» **EXTRACT PROVIDED**:
********************
Next day, appropriate sermons in the churches, processions in the afternoon, in which wax figures of Christ and the Virgin Mary were carried by men got up in fancy dresses as soldiers and centurions, and so called penitents, walking covered with black shrouds and veils, with small round holes to look through, or in the yellow dress and extinguisher cap, both with flames and devils painted on them. These are exactly the costumes worn in old times, the first by the familiars of the Inquisition, and the second by the criminals it condemned; and the sight of them set us thinking of the processions they used to figure in, when the Holy Office was flourishing at Santo Domingo, a little way down the street where we are standing.
********************
» **DATASET**:
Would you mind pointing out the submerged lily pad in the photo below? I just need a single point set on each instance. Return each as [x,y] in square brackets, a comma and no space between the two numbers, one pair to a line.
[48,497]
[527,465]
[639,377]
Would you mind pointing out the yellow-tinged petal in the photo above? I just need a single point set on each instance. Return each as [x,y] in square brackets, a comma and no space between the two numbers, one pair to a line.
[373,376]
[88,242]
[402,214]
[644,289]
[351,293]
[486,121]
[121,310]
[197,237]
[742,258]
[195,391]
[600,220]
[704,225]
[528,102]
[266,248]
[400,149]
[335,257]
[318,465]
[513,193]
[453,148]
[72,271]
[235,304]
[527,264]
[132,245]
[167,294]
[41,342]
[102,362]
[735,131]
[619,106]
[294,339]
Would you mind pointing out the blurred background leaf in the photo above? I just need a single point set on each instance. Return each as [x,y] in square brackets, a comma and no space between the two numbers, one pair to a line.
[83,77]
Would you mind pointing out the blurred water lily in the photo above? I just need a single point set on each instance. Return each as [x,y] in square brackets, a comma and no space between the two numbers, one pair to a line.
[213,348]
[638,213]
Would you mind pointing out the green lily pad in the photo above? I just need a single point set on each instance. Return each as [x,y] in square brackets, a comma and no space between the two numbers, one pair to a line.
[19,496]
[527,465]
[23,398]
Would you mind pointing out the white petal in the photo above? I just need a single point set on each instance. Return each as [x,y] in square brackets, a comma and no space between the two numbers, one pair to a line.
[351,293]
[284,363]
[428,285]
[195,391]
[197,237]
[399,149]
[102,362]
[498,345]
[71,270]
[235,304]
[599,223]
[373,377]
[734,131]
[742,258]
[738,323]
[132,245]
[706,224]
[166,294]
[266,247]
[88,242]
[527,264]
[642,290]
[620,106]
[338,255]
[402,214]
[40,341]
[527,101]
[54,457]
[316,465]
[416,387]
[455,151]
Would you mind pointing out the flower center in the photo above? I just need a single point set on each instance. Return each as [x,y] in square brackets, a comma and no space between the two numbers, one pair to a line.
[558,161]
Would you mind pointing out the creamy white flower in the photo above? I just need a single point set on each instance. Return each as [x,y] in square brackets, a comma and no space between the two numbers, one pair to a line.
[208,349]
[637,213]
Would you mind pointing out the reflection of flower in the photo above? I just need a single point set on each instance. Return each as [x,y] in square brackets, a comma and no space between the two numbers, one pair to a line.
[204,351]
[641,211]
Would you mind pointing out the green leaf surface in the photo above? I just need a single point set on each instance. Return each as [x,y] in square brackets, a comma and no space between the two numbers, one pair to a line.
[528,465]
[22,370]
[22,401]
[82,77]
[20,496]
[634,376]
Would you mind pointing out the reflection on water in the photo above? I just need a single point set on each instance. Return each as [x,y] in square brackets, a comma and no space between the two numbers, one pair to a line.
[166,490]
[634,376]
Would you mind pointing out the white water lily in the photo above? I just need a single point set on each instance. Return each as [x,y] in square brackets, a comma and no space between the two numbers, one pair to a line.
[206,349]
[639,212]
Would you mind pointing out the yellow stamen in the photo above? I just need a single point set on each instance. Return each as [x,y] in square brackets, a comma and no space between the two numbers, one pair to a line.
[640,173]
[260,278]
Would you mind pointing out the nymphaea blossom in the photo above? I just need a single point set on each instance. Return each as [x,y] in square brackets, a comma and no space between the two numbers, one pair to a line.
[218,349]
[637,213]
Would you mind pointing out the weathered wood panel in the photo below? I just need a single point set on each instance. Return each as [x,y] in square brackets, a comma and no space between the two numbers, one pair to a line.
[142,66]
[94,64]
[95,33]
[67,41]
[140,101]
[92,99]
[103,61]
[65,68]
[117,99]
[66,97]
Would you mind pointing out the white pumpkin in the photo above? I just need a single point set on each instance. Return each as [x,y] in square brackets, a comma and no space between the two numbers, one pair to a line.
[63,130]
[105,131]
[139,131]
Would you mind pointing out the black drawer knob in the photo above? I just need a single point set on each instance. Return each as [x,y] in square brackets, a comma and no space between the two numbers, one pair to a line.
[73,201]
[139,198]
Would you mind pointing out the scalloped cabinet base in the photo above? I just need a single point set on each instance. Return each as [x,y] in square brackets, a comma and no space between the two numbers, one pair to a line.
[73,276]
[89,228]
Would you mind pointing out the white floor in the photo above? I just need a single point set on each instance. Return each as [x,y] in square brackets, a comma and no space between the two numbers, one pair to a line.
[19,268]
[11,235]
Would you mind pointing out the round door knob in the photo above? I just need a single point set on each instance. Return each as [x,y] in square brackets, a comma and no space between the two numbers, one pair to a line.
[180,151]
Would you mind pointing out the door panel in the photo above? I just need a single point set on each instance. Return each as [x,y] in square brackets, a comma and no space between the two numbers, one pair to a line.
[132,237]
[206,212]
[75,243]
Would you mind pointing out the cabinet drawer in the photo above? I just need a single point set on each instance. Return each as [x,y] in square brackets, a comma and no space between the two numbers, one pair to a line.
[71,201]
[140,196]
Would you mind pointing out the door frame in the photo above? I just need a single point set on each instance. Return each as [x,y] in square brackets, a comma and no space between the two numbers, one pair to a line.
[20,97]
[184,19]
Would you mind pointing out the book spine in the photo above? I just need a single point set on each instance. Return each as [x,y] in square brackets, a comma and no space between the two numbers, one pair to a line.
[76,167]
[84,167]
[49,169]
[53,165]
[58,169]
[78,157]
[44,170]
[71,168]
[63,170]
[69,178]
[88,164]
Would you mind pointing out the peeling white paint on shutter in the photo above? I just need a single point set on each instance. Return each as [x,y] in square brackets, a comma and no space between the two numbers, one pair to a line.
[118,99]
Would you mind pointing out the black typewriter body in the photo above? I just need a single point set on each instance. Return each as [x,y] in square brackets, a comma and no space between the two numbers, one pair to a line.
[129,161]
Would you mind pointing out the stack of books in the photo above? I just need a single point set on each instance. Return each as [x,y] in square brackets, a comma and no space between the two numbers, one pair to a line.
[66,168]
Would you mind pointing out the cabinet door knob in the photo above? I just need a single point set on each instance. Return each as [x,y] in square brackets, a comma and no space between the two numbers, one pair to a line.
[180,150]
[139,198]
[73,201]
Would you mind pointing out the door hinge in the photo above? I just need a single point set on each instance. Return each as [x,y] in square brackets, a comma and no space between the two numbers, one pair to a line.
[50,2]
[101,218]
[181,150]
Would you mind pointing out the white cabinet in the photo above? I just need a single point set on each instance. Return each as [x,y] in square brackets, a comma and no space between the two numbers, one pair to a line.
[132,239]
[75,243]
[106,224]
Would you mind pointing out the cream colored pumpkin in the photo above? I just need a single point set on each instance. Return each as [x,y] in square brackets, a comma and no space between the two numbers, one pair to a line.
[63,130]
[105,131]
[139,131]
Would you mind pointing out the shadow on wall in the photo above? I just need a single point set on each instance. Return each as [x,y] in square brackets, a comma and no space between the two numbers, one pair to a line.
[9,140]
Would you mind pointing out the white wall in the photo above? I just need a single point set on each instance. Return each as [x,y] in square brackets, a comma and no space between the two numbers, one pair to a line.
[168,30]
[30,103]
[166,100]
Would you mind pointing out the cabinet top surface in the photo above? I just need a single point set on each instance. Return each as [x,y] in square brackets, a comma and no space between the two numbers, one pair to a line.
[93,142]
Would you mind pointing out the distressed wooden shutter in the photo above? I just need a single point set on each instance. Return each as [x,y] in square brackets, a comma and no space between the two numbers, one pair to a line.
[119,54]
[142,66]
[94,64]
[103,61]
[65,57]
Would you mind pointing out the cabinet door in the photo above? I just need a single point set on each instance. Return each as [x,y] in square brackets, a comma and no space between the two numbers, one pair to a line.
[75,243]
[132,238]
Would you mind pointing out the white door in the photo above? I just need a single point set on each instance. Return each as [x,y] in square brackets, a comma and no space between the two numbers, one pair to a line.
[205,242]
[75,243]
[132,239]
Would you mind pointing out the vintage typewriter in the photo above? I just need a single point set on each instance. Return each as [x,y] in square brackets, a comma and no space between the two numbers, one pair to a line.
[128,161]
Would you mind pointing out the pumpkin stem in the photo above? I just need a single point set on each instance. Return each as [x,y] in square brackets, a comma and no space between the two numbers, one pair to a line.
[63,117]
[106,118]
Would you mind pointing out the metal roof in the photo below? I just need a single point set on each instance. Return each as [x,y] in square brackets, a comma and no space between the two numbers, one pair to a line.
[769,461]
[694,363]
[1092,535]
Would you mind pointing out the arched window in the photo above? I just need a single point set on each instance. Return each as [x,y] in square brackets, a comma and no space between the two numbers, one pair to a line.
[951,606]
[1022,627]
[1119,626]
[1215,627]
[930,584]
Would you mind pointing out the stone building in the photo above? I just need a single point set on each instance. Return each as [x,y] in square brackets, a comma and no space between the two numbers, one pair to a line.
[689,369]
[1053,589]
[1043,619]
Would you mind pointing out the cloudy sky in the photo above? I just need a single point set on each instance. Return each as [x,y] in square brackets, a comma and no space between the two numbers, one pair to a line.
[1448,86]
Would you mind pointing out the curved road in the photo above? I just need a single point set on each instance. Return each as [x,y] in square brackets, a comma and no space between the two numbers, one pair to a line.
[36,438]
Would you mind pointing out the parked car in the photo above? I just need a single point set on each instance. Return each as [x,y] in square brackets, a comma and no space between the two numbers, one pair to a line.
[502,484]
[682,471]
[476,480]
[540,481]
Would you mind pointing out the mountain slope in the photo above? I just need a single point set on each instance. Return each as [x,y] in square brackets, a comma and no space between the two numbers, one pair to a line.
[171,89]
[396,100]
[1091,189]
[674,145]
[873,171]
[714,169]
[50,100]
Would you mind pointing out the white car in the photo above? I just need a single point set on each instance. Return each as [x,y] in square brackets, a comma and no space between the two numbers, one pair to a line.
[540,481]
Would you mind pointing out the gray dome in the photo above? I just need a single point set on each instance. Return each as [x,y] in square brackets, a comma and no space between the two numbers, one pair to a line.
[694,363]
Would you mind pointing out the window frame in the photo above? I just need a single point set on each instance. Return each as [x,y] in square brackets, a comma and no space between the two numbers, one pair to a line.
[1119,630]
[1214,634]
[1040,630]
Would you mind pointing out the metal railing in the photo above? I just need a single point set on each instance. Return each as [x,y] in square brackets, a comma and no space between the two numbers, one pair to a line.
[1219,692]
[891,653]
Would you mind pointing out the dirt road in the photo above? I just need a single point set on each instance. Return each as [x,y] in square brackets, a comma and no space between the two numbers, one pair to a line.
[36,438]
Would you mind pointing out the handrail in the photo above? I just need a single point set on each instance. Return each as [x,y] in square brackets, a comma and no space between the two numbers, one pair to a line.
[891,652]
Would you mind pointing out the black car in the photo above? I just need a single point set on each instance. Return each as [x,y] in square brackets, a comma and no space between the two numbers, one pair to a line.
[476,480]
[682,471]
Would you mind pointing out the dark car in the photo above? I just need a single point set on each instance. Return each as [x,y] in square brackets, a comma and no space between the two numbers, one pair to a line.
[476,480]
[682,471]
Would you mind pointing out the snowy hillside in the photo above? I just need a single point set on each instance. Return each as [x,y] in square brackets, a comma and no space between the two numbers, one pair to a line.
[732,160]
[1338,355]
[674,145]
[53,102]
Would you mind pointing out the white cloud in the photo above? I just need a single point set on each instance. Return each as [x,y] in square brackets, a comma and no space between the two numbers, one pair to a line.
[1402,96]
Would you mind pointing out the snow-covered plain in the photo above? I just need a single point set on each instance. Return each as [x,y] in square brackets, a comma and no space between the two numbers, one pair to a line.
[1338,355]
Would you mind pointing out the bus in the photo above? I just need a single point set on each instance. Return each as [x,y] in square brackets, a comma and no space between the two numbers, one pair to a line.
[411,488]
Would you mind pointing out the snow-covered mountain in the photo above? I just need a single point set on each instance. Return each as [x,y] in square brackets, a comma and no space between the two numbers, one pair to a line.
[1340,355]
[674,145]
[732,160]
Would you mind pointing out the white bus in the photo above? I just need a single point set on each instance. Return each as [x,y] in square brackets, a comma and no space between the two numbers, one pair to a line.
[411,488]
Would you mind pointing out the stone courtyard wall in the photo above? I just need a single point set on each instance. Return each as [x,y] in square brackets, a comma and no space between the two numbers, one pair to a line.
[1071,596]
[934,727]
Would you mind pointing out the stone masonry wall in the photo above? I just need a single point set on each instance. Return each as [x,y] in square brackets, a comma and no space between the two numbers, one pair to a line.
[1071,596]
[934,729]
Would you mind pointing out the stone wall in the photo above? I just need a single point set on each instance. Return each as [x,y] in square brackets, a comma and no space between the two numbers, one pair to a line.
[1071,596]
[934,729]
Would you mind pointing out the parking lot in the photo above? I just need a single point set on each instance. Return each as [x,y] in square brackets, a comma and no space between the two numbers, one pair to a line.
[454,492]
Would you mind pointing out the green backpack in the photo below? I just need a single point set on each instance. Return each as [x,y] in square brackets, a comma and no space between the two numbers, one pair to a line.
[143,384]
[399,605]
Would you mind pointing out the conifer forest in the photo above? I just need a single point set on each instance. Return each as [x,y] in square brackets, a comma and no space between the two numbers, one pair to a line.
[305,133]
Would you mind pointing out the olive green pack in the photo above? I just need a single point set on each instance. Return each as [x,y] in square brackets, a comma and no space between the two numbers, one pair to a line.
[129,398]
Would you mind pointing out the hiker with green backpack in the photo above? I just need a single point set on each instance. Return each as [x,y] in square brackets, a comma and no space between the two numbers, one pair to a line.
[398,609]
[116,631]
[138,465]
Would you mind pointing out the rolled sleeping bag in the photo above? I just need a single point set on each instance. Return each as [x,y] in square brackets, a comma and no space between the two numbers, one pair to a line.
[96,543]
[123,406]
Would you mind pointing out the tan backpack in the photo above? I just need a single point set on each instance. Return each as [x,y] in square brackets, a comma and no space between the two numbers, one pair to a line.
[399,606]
********************
» **TASKS TO COMPLETE**:
1/ Decide whether each statement agrees with the passage on the processions. Answer yes or no for each, and quote the words of the passage that decide it.
(a) The wax figures were carried by men dressed as soldiers and centurions.
(b) The black shrouds had no openings for the wearers to see through.
(c) In old times, the familiars of the Inquisition wore the yellow dress and extinguisher cap.
2/ Write the next part of the passage on the processions, picking up right after its final sentence.
The rows have no connection to the passage on the processions.

» **SOLVED PROBLEMS**:
1/
(a) Yes: "carried by men got up in fancy dresses as soldiers and centurions"
(b) No: "with small round holes to look through"
(c) No: "the first by the familiars of the Inquisition, and the second by the criminals it condemned"

2/
In the evening the Crucifixion is represented in wax in the churches, and the visiting goes on as the night before; and the next morning is the Sabado de Gloria, the Saturday which ends Lent. We go to the Jesuits' church in the morning to hear the last sermon. Since Thursday at noon, as the organs have been silenced, harps and violins have taken their places. The sermon is long and prosy, and we rejoice that it is the last. Then the service of the day goes on until they come to the "Gloria in excelsis." The organ peals out again, the black curtain—which has hidden the high altar—parts in the middle, and displays a perfect blaze of gold and jewels: all the bells in the city begin to ring: the carriages, which have been waiting ready harnessed in court yards, pour out into the streets: the lumbering hackney coaches go racing to the great square, striving to get the first fare for luck: the Judases, which have been hanging all the morning out of windows and across streets, are set light to as the first bell begins to ring, and fizzing and popping burst all to pieces, and then are thrown into a heap in the street, where a bonfire is made of them, and the children join hands and dance round it. So Holy Week ends.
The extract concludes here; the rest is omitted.